Stated exercise =>
Count the lines in the records below that contain the word "white". Reply with that number only.

Input =>
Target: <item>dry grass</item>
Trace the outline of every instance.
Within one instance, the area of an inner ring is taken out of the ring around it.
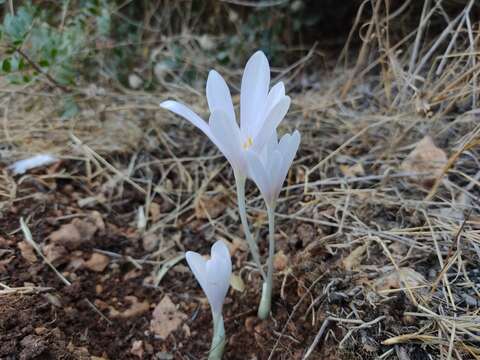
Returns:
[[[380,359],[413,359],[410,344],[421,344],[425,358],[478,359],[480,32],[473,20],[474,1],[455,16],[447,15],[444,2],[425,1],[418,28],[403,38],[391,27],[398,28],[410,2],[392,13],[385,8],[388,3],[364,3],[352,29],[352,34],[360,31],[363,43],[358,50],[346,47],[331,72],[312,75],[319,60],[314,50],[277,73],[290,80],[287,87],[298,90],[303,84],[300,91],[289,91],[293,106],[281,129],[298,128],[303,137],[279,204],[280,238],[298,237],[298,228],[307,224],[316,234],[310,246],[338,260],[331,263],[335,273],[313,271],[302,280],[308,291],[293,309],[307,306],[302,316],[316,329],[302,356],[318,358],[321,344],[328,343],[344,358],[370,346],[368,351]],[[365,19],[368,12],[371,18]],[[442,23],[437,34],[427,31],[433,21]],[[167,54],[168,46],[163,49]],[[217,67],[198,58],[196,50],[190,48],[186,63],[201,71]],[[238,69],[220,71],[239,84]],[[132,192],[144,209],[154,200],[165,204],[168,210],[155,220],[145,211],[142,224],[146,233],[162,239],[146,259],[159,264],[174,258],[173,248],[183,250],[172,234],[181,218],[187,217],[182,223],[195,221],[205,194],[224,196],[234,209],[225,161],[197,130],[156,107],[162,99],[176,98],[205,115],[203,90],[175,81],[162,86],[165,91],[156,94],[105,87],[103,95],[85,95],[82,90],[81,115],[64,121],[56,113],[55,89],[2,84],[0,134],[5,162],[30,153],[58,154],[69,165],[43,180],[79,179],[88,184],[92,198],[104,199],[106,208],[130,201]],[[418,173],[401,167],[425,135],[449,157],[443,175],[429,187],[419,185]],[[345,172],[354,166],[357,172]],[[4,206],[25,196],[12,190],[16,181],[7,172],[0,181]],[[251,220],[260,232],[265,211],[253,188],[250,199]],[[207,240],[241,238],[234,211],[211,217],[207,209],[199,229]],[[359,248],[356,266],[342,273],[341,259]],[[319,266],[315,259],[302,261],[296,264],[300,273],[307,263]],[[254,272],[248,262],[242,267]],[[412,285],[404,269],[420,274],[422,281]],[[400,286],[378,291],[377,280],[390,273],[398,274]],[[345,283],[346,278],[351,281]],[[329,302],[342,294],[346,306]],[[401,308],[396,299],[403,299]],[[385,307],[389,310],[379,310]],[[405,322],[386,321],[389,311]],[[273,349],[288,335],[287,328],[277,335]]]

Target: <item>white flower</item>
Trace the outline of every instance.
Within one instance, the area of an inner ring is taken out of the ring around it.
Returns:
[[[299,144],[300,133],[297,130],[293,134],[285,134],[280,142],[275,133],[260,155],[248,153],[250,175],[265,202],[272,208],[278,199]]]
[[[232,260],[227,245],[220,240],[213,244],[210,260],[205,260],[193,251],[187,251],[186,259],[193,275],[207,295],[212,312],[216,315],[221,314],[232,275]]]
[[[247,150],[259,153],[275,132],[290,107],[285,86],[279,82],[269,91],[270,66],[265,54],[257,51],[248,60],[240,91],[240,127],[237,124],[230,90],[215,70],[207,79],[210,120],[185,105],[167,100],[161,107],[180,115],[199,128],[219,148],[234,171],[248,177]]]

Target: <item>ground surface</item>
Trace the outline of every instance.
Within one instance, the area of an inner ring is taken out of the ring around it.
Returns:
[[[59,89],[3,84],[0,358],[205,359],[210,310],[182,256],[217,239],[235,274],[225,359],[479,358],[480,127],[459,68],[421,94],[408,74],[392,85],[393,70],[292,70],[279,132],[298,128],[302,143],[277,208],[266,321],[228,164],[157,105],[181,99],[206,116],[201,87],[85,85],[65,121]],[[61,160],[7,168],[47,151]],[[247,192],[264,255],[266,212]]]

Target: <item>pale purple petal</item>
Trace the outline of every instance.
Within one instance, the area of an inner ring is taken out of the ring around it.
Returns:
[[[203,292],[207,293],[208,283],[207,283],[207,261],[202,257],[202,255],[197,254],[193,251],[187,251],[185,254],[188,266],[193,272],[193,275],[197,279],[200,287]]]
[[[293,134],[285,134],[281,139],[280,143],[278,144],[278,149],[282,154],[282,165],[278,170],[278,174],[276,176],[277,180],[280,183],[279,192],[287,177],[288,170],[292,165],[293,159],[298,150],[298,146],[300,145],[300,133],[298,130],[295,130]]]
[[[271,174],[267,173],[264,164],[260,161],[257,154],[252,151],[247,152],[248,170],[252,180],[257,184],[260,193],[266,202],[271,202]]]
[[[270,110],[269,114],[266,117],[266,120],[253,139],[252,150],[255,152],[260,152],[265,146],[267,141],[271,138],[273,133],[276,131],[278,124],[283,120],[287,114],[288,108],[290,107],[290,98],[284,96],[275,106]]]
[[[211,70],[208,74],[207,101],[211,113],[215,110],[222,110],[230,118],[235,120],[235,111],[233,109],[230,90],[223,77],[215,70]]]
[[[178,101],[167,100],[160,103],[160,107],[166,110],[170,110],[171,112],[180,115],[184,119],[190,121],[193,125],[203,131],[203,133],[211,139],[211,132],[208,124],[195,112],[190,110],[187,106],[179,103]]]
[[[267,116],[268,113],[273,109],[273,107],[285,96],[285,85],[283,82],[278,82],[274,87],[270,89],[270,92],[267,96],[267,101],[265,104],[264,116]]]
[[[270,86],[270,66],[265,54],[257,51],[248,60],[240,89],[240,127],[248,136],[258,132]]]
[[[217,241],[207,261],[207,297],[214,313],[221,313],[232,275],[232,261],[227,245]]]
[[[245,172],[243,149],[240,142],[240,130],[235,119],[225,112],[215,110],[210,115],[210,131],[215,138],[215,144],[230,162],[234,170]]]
...
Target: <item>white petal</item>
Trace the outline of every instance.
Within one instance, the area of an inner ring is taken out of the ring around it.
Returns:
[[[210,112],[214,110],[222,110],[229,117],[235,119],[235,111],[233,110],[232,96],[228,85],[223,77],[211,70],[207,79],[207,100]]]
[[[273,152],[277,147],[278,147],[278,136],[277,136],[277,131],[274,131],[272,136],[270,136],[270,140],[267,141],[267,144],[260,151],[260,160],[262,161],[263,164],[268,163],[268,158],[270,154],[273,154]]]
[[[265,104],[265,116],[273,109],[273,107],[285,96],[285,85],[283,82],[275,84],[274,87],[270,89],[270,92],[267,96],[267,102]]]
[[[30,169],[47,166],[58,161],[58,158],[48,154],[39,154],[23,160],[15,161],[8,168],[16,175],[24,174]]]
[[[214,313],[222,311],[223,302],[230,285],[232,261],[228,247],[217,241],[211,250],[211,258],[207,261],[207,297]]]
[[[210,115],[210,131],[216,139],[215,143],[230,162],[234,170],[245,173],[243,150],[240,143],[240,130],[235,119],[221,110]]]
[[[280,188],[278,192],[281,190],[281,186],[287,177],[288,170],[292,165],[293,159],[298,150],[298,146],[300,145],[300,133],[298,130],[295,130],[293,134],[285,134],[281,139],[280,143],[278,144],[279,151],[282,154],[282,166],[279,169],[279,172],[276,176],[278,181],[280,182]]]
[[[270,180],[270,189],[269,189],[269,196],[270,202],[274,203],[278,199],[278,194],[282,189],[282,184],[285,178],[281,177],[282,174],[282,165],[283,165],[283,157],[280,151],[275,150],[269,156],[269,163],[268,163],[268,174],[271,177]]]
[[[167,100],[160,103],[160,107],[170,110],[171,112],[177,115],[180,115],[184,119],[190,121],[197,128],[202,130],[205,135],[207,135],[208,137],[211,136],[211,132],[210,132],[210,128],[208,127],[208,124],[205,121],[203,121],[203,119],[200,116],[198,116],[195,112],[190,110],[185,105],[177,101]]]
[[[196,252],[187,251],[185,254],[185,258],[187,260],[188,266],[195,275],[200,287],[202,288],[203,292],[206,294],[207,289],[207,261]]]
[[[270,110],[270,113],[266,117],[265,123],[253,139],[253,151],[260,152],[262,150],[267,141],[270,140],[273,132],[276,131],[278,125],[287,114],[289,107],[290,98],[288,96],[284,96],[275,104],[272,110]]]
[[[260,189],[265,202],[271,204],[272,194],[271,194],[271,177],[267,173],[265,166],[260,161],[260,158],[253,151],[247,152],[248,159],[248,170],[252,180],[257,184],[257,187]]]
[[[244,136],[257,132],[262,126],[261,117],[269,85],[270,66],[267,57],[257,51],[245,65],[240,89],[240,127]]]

Task answer =>
2